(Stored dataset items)
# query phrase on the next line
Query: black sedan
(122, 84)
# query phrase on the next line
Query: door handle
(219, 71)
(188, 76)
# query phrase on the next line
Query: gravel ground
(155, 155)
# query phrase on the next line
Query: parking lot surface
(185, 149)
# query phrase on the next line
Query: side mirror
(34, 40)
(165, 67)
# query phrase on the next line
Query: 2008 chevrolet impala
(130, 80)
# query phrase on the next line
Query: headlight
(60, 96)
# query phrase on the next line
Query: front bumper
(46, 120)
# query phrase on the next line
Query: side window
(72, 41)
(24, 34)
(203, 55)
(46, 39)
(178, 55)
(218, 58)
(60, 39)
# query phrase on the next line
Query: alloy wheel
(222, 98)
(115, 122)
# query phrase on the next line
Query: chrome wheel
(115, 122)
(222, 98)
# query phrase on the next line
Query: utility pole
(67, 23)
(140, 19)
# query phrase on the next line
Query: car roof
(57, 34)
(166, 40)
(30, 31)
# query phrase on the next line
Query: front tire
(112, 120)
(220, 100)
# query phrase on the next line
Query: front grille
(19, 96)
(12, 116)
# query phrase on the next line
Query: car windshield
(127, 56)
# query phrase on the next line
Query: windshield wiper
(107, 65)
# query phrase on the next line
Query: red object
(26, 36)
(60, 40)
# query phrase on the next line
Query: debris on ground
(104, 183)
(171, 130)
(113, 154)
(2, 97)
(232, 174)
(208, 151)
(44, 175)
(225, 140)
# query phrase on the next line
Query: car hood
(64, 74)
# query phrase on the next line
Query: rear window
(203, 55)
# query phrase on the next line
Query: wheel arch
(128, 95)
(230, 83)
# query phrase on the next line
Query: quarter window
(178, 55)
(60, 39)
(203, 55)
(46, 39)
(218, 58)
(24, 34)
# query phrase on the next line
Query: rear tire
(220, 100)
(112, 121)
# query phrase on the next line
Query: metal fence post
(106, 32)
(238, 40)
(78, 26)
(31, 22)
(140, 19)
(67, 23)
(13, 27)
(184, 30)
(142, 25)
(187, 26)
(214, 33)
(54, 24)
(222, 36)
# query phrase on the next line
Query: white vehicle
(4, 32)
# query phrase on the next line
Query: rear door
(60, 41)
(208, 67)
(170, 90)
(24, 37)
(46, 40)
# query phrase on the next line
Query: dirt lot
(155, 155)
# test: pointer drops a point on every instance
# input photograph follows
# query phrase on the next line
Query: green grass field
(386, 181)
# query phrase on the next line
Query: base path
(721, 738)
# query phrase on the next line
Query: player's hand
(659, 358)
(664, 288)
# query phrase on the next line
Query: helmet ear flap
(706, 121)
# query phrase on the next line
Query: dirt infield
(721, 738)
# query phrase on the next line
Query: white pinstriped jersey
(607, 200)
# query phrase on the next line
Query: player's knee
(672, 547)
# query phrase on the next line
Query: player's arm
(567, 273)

## Try it
Copy the data above in its entirety, exactly as given.

## Reply to the task
# query phrase on the next line
Query: black sedan
(122, 84)
# query phrase on the next line
Query: door handle
(219, 71)
(188, 76)
# query phrase on the next line
Query: gravel ground
(155, 155)
# query phrase on the next line
Query: parking lot surface
(185, 149)
# query phrase on the next line
Query: side mirror
(34, 40)
(165, 67)
# query phrase on the next line
Query: 2008 chevrolet impala
(130, 80)
# query phrase on the next line
Query: headlight
(60, 96)
# query phrase on the next line
Query: front bumper
(46, 120)
# query phrase on the next line
Query: side window
(72, 41)
(24, 34)
(203, 55)
(46, 39)
(178, 55)
(218, 58)
(60, 39)
# query phrase on the next line
Query: alloy wheel
(222, 98)
(115, 122)
# query phrase on the next line
Query: chrome wheel
(115, 122)
(222, 98)
# query phrase on the next line
Query: utility pole
(67, 23)
(140, 19)
# query phrase on the next line
Query: car roof
(57, 34)
(166, 40)
(30, 31)
# query phrase on the next line
Query: front tire
(112, 120)
(220, 100)
# query phrase on the next line
Query: front grille
(19, 96)
(12, 116)
# query phrase on the next line
Query: car windshield
(127, 56)
# query phrase on the next line
Query: windshield wiper
(107, 65)
# query phrase on the next line
Query: red object
(26, 36)
(60, 40)
# query phrase on the next line
Query: debris on ground
(104, 183)
(171, 130)
(113, 154)
(2, 97)
(232, 174)
(208, 151)
(44, 175)
(225, 140)
# query phrase on the next line
Query: car hood
(64, 74)
# query phrase on the next line
Query: rear window
(203, 55)
# query phrase on the next line
Query: wheel arch
(128, 95)
(230, 83)
# query phrase on the next line
Query: quarter window
(178, 55)
(60, 39)
(203, 55)
(46, 39)
(218, 58)
(24, 34)
# query phrase on the next line
Query: rear tire
(220, 100)
(112, 121)
# query phrase on the next line
Query: metal fence post
(106, 32)
(238, 40)
(78, 26)
(31, 22)
(140, 19)
(67, 23)
(13, 27)
(184, 30)
(142, 25)
(187, 26)
(214, 33)
(54, 24)
(222, 36)
# query phrase on the next line
Query: white vehicle
(4, 32)
# query phrase on the next line
Query: rear door
(60, 41)
(208, 67)
(170, 90)
(24, 37)
(46, 40)
# query phrase on the next line
Query: dirt lot
(155, 155)
# test: pointer drops a point on every instance
# input photograph follows
# query phrase on the next line
Query: green grass field
(386, 181)
# query phrase on the next line
Query: base path
(721, 738)
# query phrase on the next line
Query: player's hand
(659, 358)
(664, 288)
# query phrase on the next line
Query: helmet ear flap
(706, 121)
# query phrase on the next line
Query: dirt infield
(721, 738)
# query phrase on the next line
Query: white pinstriped jersey
(607, 200)
# query phrase on the next line
Query: player's knee
(672, 547)
# query phrase on the next line
Query: player's arm
(567, 273)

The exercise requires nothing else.